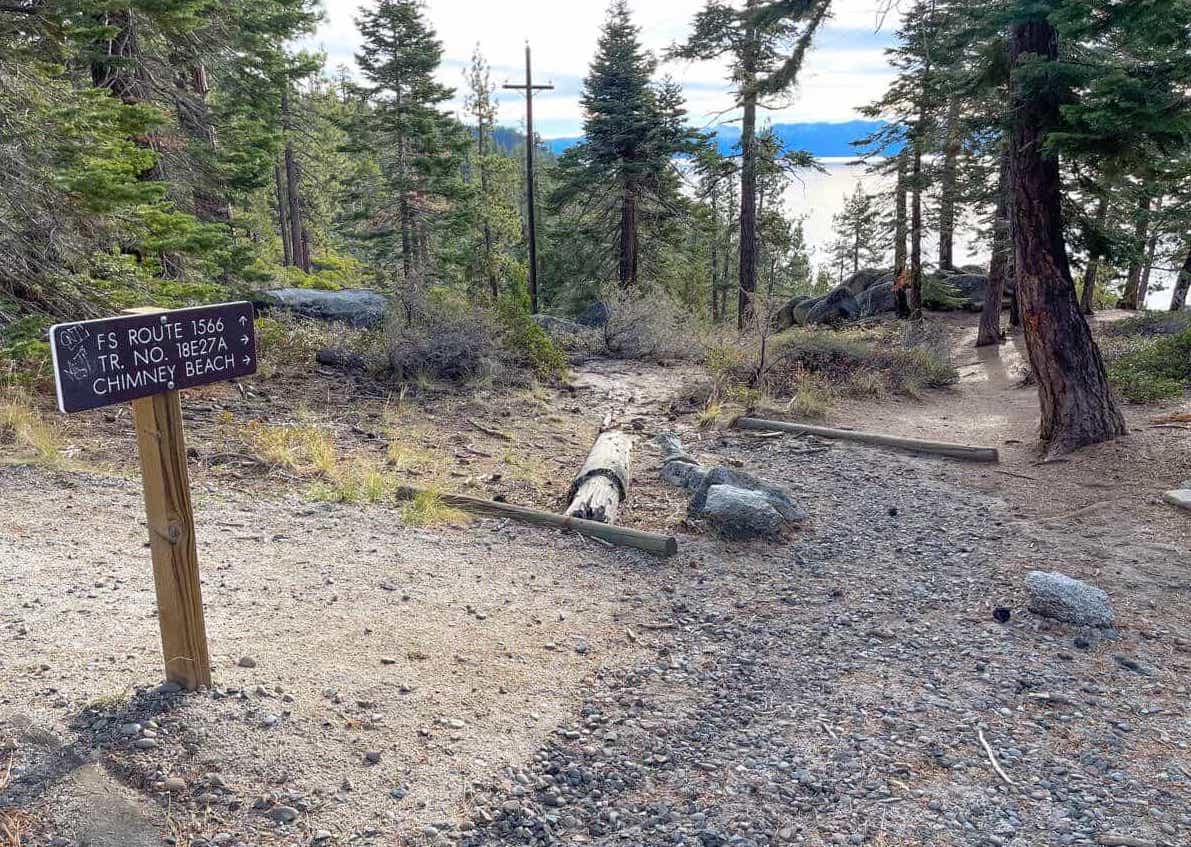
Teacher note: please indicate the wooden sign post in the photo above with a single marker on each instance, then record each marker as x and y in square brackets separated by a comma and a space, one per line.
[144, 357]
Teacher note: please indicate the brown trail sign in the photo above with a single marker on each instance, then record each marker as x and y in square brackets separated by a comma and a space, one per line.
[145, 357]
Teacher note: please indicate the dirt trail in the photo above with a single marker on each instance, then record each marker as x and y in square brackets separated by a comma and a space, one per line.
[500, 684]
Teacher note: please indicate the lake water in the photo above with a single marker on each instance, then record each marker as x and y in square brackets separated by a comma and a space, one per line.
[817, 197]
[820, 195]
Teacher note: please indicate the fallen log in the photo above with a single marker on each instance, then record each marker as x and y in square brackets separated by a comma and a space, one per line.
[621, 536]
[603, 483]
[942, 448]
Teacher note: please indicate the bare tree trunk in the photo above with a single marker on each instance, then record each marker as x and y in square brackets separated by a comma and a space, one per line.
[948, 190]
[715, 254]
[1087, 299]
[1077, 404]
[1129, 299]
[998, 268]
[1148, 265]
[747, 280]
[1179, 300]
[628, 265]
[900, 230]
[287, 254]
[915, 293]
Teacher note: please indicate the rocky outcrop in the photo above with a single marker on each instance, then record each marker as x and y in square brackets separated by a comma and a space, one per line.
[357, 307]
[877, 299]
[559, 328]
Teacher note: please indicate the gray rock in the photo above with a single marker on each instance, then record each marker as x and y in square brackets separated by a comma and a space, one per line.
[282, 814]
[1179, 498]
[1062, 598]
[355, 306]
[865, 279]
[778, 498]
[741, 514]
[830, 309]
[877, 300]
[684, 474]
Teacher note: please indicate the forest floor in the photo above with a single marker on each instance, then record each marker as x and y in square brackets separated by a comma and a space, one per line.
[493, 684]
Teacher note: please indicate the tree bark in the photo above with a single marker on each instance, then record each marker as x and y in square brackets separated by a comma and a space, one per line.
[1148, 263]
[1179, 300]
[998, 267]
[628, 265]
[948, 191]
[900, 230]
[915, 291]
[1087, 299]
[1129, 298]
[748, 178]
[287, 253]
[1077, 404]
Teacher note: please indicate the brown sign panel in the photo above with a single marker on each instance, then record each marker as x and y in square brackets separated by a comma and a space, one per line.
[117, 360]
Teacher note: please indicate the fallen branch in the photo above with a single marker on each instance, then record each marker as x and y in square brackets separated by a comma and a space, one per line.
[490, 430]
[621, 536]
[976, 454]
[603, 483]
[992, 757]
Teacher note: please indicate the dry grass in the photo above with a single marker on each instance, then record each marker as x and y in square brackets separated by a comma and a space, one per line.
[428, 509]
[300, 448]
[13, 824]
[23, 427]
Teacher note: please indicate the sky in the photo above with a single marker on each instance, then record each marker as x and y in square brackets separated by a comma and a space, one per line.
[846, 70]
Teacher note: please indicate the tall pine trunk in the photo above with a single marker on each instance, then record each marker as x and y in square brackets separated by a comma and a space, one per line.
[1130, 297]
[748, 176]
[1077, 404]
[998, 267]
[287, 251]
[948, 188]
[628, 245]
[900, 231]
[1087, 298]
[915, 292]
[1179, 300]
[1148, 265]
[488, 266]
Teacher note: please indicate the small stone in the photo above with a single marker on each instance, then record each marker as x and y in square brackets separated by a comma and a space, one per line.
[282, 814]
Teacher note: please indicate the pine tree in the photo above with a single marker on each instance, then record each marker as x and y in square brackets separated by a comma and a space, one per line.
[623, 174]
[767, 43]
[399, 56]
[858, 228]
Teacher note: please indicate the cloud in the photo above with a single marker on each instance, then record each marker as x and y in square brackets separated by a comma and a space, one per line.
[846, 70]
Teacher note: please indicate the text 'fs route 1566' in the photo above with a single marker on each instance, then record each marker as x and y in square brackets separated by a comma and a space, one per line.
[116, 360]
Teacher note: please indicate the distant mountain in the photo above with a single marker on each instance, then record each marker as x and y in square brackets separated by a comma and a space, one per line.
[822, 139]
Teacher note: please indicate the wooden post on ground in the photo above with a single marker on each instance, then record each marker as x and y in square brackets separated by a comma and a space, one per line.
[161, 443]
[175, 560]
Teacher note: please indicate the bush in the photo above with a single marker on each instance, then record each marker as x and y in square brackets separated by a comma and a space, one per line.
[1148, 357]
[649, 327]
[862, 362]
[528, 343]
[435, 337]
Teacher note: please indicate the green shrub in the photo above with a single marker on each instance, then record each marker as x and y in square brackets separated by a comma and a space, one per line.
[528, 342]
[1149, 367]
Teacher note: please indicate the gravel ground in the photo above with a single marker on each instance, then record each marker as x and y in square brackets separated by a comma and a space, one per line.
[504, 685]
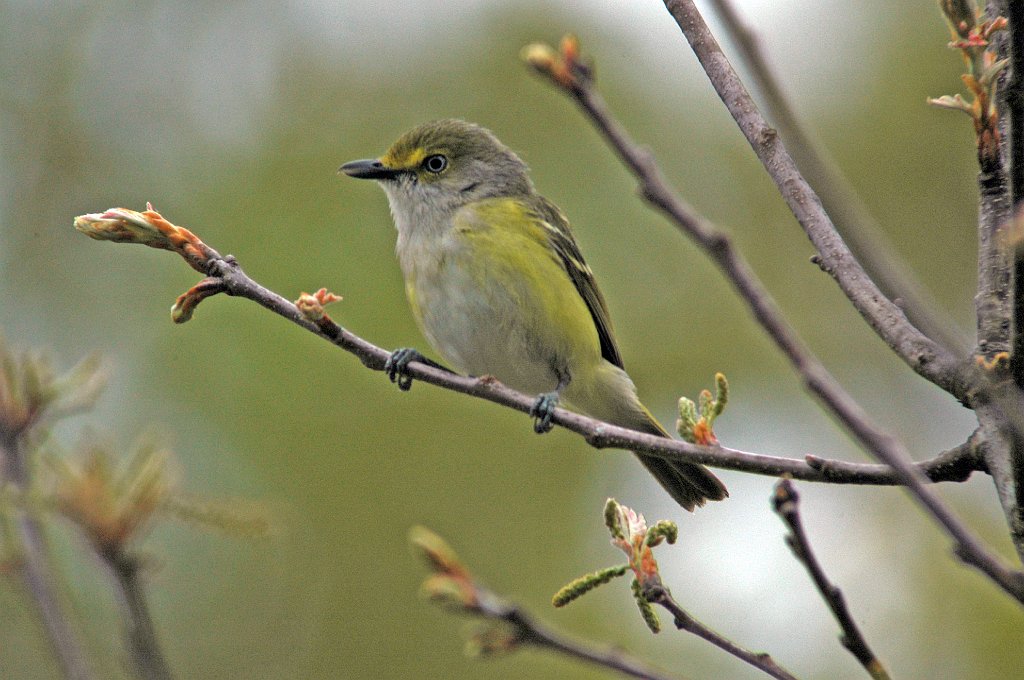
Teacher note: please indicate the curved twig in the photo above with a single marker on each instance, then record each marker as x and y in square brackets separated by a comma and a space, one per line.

* _TASK TO COMPLETE_: In the data above, find the line with "Teacher note: please indicate the bush" and repeat it and every line after it through the end, exactly; leave the pictures out.

* _FULL SOLUTION_:
Teacher note: please indicate the bush in the photo above with a single marker on each instance, then record each marker as x and y in square brackets separated by a comma and a space, one per line.
[1148, 357]
[649, 327]
[862, 362]
[528, 343]
[435, 337]
Teacher note: please indicate the green shrub in the photo above with a single marker on each instance, then record each marker as x and y in square brackets separated by a comma and a space, one per line.
[528, 342]
[1149, 367]
Teacher note: please indicate the gravel ground in the photo above with a single marker on each instance, then record each marker as x and y in square brackets separated by a comma and a space, one per line.
[504, 685]
Teacher note: please indicate the curved twig in the photo above with a single marker on each instance, then record each marker as x and y in square brackets separated by a comma and a space, one per line.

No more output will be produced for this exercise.